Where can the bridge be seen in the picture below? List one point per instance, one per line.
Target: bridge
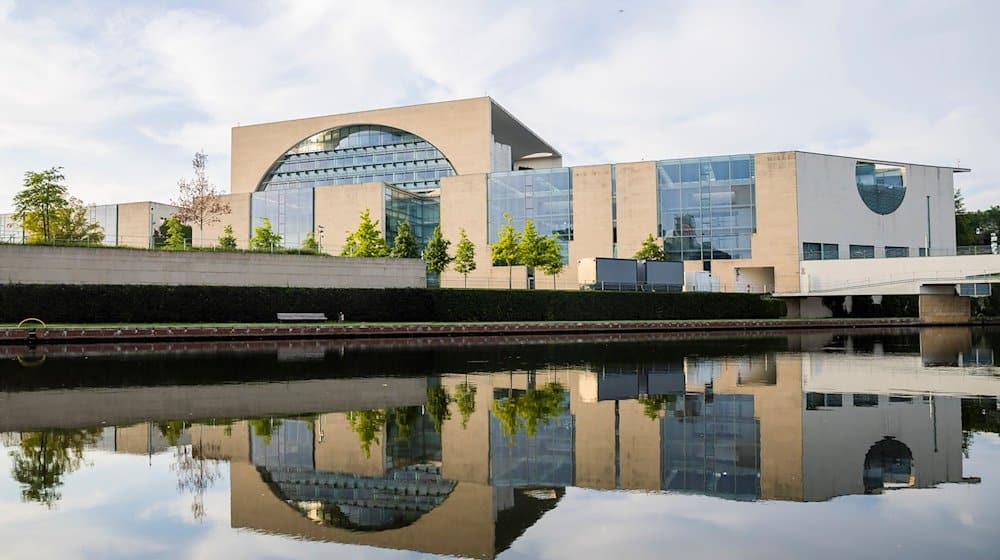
(943, 284)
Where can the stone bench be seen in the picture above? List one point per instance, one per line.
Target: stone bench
(282, 317)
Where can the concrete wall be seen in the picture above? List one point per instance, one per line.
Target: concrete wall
(461, 130)
(830, 209)
(75, 265)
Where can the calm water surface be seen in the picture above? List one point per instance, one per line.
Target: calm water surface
(852, 444)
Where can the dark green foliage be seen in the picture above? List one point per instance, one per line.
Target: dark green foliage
(862, 306)
(191, 304)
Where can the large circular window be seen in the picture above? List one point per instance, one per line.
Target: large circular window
(881, 187)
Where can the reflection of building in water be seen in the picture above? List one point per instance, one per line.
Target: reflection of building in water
(775, 426)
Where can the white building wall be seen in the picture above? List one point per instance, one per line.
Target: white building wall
(831, 210)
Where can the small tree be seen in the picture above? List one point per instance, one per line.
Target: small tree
(70, 223)
(436, 252)
(465, 256)
(199, 203)
(552, 263)
(175, 241)
(228, 241)
(405, 245)
(506, 249)
(650, 250)
(309, 244)
(43, 195)
(264, 238)
(366, 241)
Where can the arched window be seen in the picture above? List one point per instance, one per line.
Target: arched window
(359, 154)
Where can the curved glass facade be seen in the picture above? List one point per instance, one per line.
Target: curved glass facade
(706, 207)
(881, 188)
(359, 154)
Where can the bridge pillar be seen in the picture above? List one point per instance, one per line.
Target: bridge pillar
(941, 305)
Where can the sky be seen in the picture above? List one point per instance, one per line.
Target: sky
(122, 94)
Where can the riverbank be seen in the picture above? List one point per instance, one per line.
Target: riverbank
(77, 334)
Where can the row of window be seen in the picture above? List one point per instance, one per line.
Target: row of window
(831, 251)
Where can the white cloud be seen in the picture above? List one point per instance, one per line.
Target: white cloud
(127, 98)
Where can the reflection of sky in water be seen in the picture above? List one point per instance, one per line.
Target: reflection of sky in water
(121, 506)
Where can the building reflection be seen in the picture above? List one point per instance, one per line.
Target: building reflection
(492, 452)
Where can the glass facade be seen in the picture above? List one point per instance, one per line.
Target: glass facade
(882, 188)
(423, 213)
(290, 213)
(545, 196)
(359, 154)
(711, 446)
(706, 207)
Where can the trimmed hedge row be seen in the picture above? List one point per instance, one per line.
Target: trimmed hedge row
(194, 304)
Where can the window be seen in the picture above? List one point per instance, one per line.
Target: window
(812, 252)
(862, 251)
(881, 187)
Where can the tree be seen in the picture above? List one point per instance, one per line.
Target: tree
(264, 238)
(438, 400)
(43, 195)
(506, 249)
(465, 397)
(650, 250)
(70, 224)
(405, 245)
(175, 240)
(228, 241)
(199, 203)
(367, 424)
(436, 253)
(465, 256)
(366, 241)
(552, 263)
(309, 244)
(43, 458)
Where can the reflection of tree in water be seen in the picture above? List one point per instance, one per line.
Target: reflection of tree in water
(43, 458)
(264, 427)
(195, 475)
(172, 430)
(465, 397)
(529, 408)
(654, 405)
(438, 400)
(367, 424)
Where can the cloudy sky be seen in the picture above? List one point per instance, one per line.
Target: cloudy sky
(121, 94)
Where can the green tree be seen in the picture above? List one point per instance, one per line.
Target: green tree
(465, 256)
(436, 253)
(552, 263)
(42, 459)
(70, 224)
(465, 398)
(506, 249)
(437, 405)
(264, 237)
(199, 201)
(309, 244)
(405, 244)
(175, 240)
(265, 428)
(650, 250)
(367, 424)
(43, 195)
(366, 241)
(227, 242)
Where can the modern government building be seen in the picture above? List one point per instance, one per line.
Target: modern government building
(747, 219)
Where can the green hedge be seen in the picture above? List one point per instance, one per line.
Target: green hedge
(193, 304)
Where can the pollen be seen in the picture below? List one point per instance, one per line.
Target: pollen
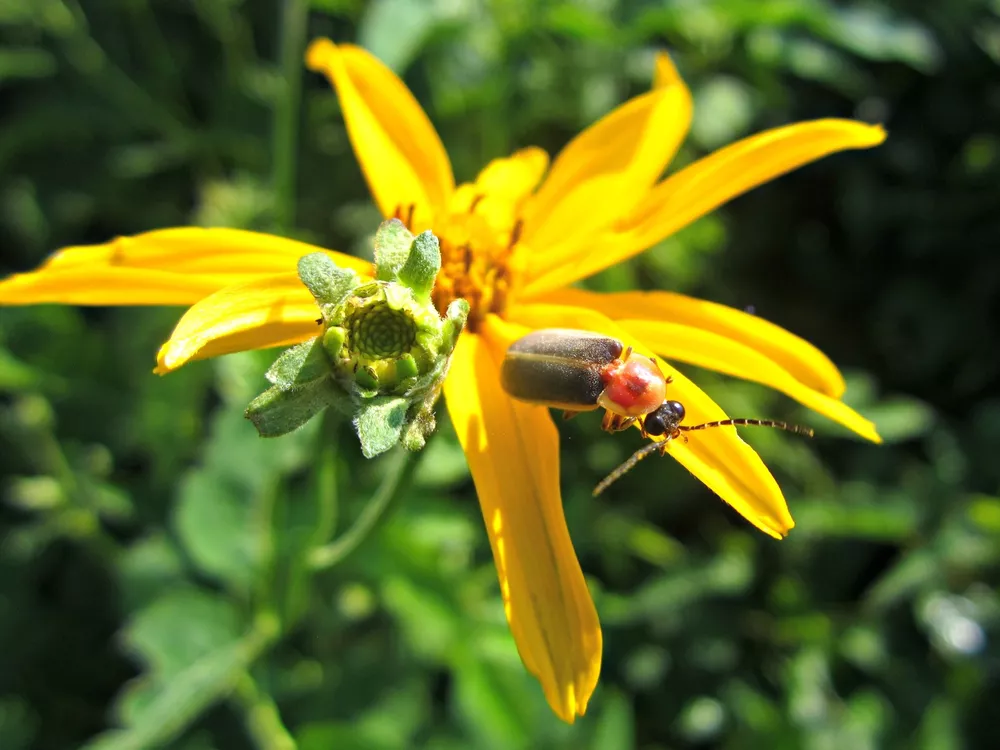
(476, 262)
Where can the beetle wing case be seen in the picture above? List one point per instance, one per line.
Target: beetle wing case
(559, 368)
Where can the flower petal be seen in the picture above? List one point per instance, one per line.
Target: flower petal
(701, 188)
(604, 172)
(501, 188)
(719, 458)
(107, 286)
(798, 357)
(165, 267)
(399, 151)
(513, 452)
(721, 354)
(262, 313)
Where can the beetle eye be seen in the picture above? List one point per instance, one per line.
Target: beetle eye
(677, 408)
(654, 424)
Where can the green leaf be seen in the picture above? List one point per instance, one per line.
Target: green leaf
(493, 700)
(192, 645)
(422, 265)
(379, 423)
(392, 249)
(616, 724)
(215, 520)
(326, 281)
(302, 364)
(277, 412)
(149, 567)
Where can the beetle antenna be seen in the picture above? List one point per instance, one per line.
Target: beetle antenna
(797, 429)
(626, 467)
(661, 446)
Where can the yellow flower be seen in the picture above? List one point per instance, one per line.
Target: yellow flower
(512, 242)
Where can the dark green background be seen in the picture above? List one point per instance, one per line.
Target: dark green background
(144, 525)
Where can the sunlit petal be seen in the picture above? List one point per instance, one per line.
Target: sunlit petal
(165, 267)
(701, 188)
(798, 357)
(513, 453)
(107, 286)
(715, 352)
(398, 148)
(719, 458)
(200, 250)
(263, 313)
(604, 172)
(502, 187)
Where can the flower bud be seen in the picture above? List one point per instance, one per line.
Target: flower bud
(383, 350)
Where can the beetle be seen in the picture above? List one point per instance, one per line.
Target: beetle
(580, 371)
(666, 421)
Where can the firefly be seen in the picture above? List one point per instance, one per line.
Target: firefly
(666, 422)
(579, 371)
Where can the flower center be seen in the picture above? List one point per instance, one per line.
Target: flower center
(378, 331)
(475, 263)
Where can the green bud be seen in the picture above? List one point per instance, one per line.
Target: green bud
(392, 248)
(380, 422)
(301, 364)
(278, 411)
(422, 265)
(329, 283)
(382, 352)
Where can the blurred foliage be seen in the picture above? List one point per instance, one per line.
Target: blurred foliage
(165, 579)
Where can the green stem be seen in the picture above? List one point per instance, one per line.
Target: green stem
(263, 720)
(285, 125)
(398, 477)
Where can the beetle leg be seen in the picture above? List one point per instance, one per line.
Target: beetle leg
(624, 423)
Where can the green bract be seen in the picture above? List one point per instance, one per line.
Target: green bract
(381, 354)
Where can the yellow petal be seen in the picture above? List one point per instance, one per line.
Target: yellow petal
(802, 360)
(398, 149)
(165, 267)
(513, 453)
(604, 172)
(719, 458)
(501, 188)
(265, 312)
(701, 188)
(234, 252)
(107, 286)
(715, 352)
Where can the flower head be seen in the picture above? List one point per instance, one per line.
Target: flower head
(512, 241)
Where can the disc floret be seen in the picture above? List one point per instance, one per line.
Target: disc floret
(382, 351)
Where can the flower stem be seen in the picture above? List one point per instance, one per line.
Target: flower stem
(285, 125)
(397, 477)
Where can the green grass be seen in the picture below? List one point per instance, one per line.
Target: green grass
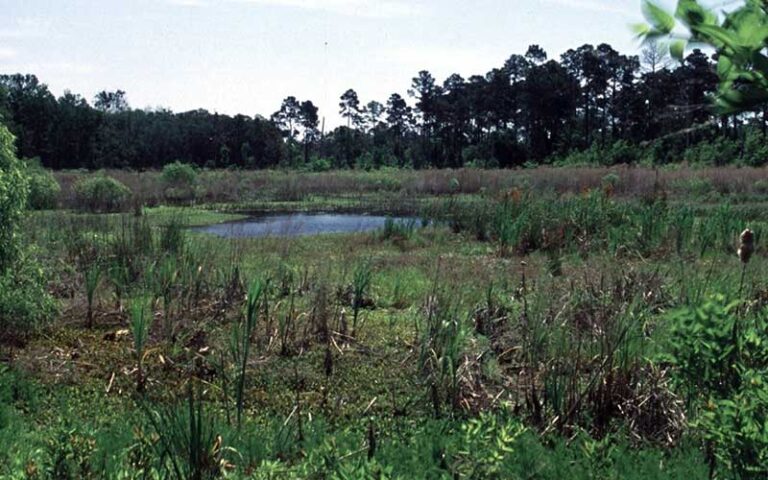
(541, 359)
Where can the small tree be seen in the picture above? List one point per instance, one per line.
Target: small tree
(14, 188)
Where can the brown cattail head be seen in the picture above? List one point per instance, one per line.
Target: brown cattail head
(746, 245)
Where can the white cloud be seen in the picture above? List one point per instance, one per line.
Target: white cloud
(189, 3)
(601, 6)
(443, 60)
(46, 70)
(7, 53)
(27, 27)
(355, 8)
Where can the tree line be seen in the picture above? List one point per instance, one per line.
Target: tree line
(531, 109)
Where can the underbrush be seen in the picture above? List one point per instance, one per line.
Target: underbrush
(515, 336)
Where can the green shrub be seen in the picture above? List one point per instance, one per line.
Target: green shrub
(14, 188)
(179, 180)
(25, 304)
(43, 188)
(100, 193)
(720, 359)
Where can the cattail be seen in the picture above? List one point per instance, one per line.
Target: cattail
(746, 246)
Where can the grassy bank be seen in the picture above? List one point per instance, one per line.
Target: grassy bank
(523, 335)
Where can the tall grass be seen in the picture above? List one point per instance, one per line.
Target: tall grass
(141, 321)
(240, 343)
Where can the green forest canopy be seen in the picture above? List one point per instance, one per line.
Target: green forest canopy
(530, 110)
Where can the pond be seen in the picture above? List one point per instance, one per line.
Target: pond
(298, 224)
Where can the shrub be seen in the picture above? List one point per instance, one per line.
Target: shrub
(720, 363)
(23, 299)
(13, 195)
(43, 187)
(179, 179)
(24, 302)
(100, 193)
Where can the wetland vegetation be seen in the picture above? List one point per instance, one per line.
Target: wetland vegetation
(598, 312)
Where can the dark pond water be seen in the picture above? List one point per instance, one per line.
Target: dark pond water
(297, 224)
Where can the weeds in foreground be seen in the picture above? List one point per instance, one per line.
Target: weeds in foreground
(141, 321)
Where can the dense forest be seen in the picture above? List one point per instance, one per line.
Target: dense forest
(530, 110)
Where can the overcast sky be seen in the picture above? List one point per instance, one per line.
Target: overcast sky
(245, 56)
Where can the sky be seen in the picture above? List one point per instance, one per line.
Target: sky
(245, 56)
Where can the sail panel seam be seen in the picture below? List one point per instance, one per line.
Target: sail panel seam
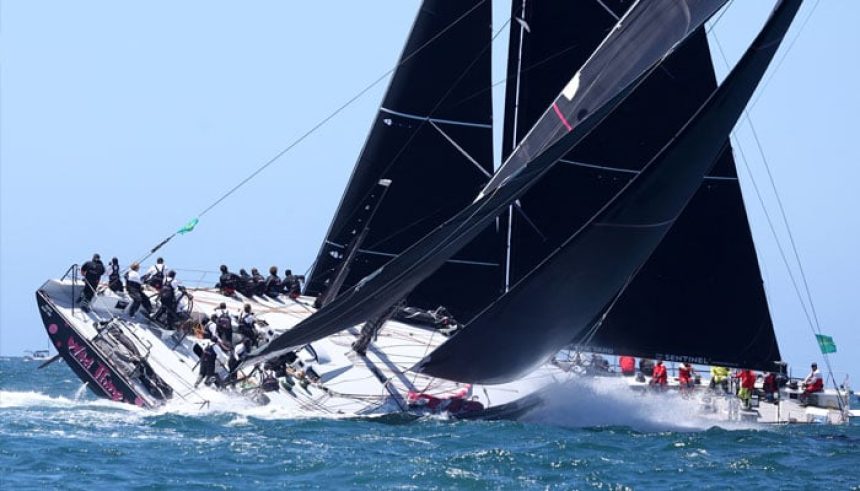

———

What to produce -> The word is "panel". Copy every line above where it appears.

Your response ->
Where can the sail panel seam be seen in the picture below? List one point per instance, one per line.
Target: sail panel seam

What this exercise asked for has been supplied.